§ WHAT YOU HAVE TO DO
Please set down word for word every line from the one holding "QA review pass — verify and re-annotate every circular" to the end of the data below, both included.

== Segment start ==

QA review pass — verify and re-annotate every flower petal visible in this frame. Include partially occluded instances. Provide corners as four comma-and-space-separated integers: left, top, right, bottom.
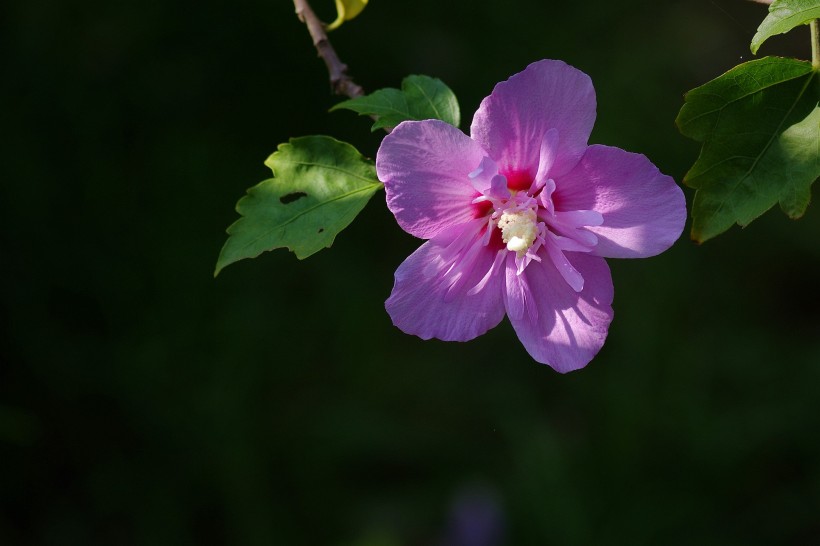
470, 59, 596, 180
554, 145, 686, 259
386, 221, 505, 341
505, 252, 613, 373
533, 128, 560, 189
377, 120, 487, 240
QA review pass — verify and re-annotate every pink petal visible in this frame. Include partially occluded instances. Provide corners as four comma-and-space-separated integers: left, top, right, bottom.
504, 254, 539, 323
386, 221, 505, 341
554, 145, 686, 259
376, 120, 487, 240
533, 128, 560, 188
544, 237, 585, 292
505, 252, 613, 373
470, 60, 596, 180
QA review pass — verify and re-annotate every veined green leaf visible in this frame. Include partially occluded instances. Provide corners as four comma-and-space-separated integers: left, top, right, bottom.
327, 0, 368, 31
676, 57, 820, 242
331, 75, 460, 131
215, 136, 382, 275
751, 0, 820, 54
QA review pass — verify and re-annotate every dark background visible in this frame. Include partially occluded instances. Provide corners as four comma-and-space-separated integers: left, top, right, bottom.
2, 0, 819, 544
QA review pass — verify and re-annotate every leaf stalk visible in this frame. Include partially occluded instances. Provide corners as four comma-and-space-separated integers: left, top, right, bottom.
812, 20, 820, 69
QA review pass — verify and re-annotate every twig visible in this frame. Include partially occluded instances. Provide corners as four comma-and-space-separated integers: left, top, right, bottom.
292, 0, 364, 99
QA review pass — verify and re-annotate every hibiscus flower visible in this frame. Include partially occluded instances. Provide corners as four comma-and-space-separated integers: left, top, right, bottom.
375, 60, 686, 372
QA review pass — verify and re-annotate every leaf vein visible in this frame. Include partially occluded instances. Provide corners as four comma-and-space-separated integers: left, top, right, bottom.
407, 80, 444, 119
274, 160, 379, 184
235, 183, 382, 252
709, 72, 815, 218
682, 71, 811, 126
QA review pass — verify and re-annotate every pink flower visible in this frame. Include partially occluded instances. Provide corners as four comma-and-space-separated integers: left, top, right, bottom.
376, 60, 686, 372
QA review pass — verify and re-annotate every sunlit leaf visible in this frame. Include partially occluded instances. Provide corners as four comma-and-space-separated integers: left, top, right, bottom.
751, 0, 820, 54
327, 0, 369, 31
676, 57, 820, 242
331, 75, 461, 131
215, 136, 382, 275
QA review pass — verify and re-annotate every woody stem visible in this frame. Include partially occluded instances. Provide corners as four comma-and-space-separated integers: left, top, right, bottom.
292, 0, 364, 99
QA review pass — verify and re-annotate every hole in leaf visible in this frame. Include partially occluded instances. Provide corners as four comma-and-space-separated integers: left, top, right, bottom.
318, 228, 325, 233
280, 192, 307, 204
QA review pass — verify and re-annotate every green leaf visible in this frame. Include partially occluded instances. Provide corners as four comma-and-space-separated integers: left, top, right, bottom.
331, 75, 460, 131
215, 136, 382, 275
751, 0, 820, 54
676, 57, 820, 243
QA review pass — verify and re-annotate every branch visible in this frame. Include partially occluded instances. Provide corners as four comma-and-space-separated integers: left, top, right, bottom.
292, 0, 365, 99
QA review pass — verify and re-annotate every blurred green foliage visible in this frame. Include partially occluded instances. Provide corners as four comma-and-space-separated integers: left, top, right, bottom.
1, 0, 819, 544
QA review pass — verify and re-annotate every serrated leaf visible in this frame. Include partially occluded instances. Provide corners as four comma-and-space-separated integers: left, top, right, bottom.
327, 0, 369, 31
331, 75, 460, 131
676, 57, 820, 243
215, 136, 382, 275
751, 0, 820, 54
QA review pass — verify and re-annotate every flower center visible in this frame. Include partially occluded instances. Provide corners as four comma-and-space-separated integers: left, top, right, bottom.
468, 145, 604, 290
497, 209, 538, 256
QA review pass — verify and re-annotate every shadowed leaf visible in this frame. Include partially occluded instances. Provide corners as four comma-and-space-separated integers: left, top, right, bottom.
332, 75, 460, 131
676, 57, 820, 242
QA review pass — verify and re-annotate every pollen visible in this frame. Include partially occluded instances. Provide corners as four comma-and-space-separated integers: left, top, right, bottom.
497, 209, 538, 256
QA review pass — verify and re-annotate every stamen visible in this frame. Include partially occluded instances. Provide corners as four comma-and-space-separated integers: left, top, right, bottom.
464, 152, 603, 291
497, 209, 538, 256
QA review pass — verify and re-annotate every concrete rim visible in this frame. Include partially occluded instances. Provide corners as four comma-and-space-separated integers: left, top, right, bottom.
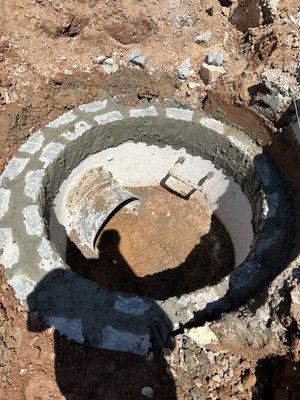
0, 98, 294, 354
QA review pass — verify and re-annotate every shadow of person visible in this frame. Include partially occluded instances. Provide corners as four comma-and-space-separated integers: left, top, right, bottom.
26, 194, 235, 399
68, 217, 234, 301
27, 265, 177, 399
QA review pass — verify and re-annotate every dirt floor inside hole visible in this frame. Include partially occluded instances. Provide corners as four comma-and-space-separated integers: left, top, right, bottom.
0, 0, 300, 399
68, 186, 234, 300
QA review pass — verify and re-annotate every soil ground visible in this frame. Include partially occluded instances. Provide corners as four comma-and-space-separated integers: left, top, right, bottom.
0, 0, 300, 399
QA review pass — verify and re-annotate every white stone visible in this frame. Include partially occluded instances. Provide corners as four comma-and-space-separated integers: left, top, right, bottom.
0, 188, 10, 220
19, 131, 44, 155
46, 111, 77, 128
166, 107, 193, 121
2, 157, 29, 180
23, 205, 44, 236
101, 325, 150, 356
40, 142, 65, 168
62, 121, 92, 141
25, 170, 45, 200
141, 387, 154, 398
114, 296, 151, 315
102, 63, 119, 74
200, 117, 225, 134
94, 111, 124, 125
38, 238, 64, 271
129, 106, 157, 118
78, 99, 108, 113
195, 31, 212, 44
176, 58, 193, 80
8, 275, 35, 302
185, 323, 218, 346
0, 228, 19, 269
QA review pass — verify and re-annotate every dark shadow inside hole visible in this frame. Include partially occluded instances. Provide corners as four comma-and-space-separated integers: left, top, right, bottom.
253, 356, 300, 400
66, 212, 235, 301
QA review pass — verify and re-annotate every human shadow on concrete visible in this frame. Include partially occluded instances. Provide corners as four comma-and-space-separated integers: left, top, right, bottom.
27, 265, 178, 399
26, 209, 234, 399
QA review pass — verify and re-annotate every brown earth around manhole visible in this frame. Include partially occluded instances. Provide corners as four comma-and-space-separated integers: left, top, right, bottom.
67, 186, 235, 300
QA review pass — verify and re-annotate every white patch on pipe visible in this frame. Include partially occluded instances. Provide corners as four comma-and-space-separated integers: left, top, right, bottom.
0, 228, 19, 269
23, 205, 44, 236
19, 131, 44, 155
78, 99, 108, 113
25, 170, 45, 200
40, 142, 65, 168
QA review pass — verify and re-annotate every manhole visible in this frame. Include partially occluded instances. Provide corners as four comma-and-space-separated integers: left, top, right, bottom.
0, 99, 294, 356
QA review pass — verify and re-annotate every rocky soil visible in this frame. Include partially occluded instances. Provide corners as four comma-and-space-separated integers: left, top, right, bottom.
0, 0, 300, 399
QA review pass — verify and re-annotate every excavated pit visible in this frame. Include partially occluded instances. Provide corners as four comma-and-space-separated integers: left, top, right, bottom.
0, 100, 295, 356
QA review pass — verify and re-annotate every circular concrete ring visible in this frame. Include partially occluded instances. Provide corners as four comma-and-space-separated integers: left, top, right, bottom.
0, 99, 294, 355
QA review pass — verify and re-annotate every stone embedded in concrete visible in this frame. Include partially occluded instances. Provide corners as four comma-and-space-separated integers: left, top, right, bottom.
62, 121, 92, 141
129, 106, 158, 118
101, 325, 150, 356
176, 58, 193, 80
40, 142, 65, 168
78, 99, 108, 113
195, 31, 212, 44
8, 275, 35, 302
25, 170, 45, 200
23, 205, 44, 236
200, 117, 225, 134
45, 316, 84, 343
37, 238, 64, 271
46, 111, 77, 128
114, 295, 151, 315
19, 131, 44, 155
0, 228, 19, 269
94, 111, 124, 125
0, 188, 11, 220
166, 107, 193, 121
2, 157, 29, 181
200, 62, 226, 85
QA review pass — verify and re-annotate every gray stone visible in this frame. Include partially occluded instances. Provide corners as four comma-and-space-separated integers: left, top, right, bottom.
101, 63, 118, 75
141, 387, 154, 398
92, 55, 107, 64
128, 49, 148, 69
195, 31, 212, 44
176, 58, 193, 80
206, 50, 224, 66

== Segment end ==

§ EXERCISE SOLUTION
QA review pass — verify and re-annotate every circular concrete ring visible in this frame. Include partially occluded instances. Provide corners as four comma-and-space-separated integers: left, top, right, bottom.
0, 99, 294, 355
QA review pass — verify and re-annotate every stone embedded in concrete visible in this frame. Include partially occluded instances. Provide corners as four comma-and-space-separated integers: left, top, right, bottom.
62, 121, 92, 141
129, 106, 158, 118
101, 325, 150, 356
176, 58, 193, 80
40, 142, 65, 168
78, 99, 108, 113
195, 31, 212, 44
8, 275, 35, 302
25, 170, 45, 200
23, 205, 44, 236
200, 117, 225, 134
45, 316, 84, 343
37, 238, 64, 271
46, 111, 77, 128
114, 295, 151, 315
19, 131, 44, 155
0, 228, 19, 269
94, 111, 124, 125
0, 188, 11, 220
166, 107, 193, 121
2, 157, 29, 181
200, 62, 226, 85
QA review pass — verify and re-annotate every gray stone visible in this frame. Include partially occluded instances. Provide corners as four comma-and-space-separated integers: left, top, right, bottom.
101, 63, 118, 75
141, 387, 154, 398
92, 55, 107, 64
128, 49, 148, 69
195, 31, 212, 44
176, 58, 193, 80
206, 50, 224, 66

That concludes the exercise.